Problem statement: Render the lines of the items below as a Markdown table with the columns "Row" and "Line", numbering each row and omitting blank lines. Begin at the line that contains "windshield, then output a bounding box for each." and stop after the line that contains "[151,54,261,67]", including only those lines.

Entries provided:
┄┄┄┄┄┄

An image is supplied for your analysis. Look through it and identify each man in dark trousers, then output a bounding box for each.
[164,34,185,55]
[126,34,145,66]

┄┄┄┄┄┄

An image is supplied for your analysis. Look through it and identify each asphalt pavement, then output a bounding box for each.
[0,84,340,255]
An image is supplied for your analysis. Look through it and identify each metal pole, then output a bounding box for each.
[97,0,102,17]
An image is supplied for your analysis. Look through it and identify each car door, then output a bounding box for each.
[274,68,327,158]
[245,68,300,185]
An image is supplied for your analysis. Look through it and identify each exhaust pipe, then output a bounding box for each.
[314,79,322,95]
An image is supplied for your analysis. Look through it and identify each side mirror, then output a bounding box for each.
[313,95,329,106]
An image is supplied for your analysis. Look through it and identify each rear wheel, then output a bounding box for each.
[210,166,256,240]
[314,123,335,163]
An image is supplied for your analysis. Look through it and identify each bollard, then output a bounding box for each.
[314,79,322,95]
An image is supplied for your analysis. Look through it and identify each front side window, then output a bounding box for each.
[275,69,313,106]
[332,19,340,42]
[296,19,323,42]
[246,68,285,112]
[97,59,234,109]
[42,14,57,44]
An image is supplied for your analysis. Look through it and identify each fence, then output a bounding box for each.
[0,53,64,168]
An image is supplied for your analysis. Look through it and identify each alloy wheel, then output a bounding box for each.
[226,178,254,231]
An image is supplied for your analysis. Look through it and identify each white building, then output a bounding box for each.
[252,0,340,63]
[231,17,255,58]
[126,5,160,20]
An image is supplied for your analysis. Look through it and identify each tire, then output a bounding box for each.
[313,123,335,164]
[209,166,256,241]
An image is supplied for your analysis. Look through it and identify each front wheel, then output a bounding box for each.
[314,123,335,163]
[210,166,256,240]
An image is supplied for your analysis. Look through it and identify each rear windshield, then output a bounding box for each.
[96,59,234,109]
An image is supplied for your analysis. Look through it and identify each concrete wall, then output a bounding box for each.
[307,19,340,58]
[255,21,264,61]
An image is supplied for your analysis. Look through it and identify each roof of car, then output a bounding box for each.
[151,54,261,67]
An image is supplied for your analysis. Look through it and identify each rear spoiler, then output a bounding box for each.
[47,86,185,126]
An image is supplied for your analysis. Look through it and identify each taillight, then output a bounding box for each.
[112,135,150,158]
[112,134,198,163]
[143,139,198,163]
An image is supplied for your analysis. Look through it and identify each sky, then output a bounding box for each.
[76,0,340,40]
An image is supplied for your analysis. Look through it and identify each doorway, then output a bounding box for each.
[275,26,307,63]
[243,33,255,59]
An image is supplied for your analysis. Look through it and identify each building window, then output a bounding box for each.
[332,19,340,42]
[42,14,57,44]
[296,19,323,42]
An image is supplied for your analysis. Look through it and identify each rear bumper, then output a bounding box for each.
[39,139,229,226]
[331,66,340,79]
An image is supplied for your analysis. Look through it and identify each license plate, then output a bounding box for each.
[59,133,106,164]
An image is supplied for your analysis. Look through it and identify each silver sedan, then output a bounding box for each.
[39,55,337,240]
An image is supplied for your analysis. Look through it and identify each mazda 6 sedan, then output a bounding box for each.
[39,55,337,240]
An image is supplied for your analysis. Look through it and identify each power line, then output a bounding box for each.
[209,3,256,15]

┄┄┄┄┄┄

Answer below:
| Row | Line |
|---|---|
| 1 | An image is supplied for your analysis. Look through it and identify each rear windshield, then output a bounding box for each. |
| 2 | [96,59,234,109] |
| 3 | An image is supplied for your analysis. Look through it and identify each concrete wall, then output a bounding box for each. |
| 4 | [307,19,340,58] |
| 5 | [255,21,264,61] |
| 6 | An image is supplied for your analysis. Look through it and identify each roof of car, then output a bounding box for each. |
| 7 | [151,54,261,67] |